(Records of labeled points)
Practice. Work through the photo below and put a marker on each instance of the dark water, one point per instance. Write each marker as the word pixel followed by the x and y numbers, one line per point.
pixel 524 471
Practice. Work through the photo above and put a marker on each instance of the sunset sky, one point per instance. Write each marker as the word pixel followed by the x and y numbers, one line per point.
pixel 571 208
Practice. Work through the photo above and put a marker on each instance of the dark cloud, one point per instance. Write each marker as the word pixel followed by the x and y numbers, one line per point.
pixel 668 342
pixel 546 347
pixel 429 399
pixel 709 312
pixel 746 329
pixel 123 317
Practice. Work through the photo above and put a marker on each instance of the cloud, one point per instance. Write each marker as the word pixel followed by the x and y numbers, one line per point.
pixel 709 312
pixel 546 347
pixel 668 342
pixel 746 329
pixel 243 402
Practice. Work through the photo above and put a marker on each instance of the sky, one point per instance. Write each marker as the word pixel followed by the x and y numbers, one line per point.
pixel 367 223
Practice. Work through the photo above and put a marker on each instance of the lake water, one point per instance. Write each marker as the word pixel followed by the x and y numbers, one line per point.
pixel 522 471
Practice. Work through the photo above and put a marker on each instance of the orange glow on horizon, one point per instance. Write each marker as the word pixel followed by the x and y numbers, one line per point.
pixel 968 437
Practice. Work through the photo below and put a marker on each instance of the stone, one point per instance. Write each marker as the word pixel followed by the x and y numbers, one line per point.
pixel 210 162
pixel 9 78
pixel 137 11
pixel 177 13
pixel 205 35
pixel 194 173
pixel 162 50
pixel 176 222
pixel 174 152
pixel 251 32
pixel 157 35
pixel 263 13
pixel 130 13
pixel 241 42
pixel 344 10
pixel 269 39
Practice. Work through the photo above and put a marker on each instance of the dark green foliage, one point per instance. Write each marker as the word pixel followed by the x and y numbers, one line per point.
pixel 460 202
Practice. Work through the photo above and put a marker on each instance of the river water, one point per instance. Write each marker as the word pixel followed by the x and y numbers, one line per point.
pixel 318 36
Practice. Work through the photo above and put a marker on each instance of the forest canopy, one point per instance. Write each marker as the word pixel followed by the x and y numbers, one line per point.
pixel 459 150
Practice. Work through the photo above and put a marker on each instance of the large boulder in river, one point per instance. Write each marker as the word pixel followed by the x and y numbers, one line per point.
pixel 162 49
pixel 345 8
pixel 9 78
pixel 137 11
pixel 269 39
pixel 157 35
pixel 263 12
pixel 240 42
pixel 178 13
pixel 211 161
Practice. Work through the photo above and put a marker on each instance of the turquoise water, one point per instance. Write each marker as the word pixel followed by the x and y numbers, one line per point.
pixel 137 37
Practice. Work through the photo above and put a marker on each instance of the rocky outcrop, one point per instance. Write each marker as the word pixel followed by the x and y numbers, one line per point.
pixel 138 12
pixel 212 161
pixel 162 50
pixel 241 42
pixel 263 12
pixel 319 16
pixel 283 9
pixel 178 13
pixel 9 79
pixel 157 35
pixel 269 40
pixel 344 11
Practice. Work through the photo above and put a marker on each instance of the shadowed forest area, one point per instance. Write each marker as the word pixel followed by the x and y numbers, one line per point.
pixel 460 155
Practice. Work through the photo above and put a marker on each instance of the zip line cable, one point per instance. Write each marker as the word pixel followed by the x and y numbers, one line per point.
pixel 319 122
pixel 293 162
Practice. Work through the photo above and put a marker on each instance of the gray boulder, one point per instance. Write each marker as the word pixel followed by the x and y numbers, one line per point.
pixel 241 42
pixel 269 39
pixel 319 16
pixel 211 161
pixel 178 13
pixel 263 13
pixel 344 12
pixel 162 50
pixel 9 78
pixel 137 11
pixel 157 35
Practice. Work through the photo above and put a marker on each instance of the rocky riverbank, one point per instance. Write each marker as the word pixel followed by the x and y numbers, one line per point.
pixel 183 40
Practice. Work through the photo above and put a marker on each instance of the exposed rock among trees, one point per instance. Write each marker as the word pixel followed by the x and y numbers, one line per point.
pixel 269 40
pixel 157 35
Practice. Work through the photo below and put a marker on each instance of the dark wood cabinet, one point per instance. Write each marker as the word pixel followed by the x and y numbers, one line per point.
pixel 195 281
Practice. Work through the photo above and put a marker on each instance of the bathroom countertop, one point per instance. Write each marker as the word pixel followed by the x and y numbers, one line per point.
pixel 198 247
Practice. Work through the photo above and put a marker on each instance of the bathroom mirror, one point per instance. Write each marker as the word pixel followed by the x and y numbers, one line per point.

▸ WHAT IS ASKED
Reproduce the full listing with every occurrence of "one point per instance" replaced by "a single point per instance", leaving all other text unchanged.

▸ ANSWER
Practice. Work through the photo below and put a marker on each instance of the dark water, a single point per instance. Write each marker as the word pixel followed by the x and y numbers, one line per point.
pixel 524 471
Practice. Work through the photo above and put a marker on each instance of the sunset sky, a single point per instance. Write each marker as the word pixel followed by the x and y numbers, one line per point.
pixel 571 208
Practice. Work through the photo above and put a marker on each instance of the dark cloud, a single point per instance. Write each marker as the word pixel followed by the x and y numbers, one line per point.
pixel 668 342
pixel 546 347
pixel 429 399
pixel 709 312
pixel 746 329
pixel 123 317
Practice. Work through the photo above and put a marker on each instance of the cloud, a single point per instance. Write each marker as the word pixel followed by the x and y numbers, one line per point.
pixel 709 312
pixel 546 347
pixel 668 342
pixel 746 329
pixel 243 402
Practice. Work through the photo above and put a marker on each instance of the sky, a single point per instance. Write each marker as the word pixel followed by the x and y numbers, one line per point.
pixel 367 223
Practice. Work through the photo above and put a marker on each instance of the lake water, a single point per instance. Write each marker as the word pixel followed by the x and y numbers, one line per point.
pixel 522 471
Practice. Work through the photo above and put a marker on each instance of the orange glow on horizon, a single point per instance. Write each marker as the word pixel followed by the x and y numbers, one line per point.
pixel 968 437
Practice. Work through the photo below and put a marker on each instance of the stone, a single point per instance. Write each marker as the word pixel followed by the x and y numbers, one line per point.
pixel 210 162
pixel 9 78
pixel 137 11
pixel 177 13
pixel 205 35
pixel 194 173
pixel 162 50
pixel 176 222
pixel 174 152
pixel 251 32
pixel 157 35
pixel 263 13
pixel 130 13
pixel 241 42
pixel 344 10
pixel 269 39
Practice. Work through the photo above and put a marker on each instance of the dark green foliage, a single point per instance. Write each marker as the word pixel followed by the x and y numbers, one line per point.
pixel 460 202
Practice. Work through the photo above and put a marker on each instance of the river water, a single point per instance. Write each marker as the word pixel followed by the x and y numbers, one line per point.
pixel 318 36
Practice. Work through the photo above and put a marker on each instance of the forest canopy, a single point per instance. Write each marker as the word pixel followed by the x and y numbers, one line per point.
pixel 459 150
Practice. Work through the photo above and put a marker on each instance of the large boulder in river, a single point per instance. Write each marker as the word pixel followed by the x and y numbers, one line per point.
pixel 162 49
pixel 345 8
pixel 9 78
pixel 137 11
pixel 269 39
pixel 157 35
pixel 263 12
pixel 240 42
pixel 178 13
pixel 211 161
Practice. Work through the photo above and put a marker on each instance of the turquoise water, a single point per instance. Write each marker as the word pixel followed by the x and y numbers, one line per point.
pixel 137 37
Practice. Work through the photo above and put a marker on each instance of the rocky outcrop, a single point per instance. Write each marker as the word pixel followed by the x and y numbers, one line per point.
pixel 138 12
pixel 212 161
pixel 162 50
pixel 241 42
pixel 263 12
pixel 319 16
pixel 283 9
pixel 178 13
pixel 9 79
pixel 157 35
pixel 269 40
pixel 344 11
Practice. Work through the photo above and put a marker on each instance of the shadowed forest area, a single point per instance. Write each marker as the word pixel followed by the x and y numbers, one line per point.
pixel 460 155
Practice. Work through the photo above and put a marker on each instance of the zip line cable, a single point per instance. Write each marker as the word pixel followed by the x and y numbers, one line per point.
pixel 319 122
pixel 293 162
Practice. Work through the photo above and put a marker on each instance of the gray boulder, a single point per instance. Write each marker as the word pixel followed by the x and y numbers, one line per point.
pixel 241 42
pixel 269 39
pixel 319 16
pixel 211 161
pixel 178 13
pixel 263 13
pixel 344 12
pixel 162 50
pixel 9 78
pixel 137 11
pixel 157 35
Practice. Work through the photo above and put a marker on each instance of the rocky riverbank, a single point per instance. Write each marker as the word pixel followed by the x and y numbers, one line per point.
pixel 183 40
Practice. Work through the photo above and put a marker on each instance of the exposed rock among trees, a single point per instance. Write each marker as the word pixel followed by the x and y numbers, one line per point.
pixel 269 40
pixel 157 35
Practice. Work through the photo below and put a marker on each instance of the dark wood cabinet, a single point per instance. Write each marker as the word pixel followed by the x and y numbers, one line per point.
pixel 195 281
Practice. Work through the photo above and put a marker on each instance of the bathroom countertop, a single point per instance. Write each marker as the word pixel followed by the x and y numbers, one line per point.
pixel 198 247
Practice. Work through the photo above and put a marker on each instance of the bathroom mirror, a single point per instance. Write each marker as the word pixel followed by the x and y numbers, one line per point.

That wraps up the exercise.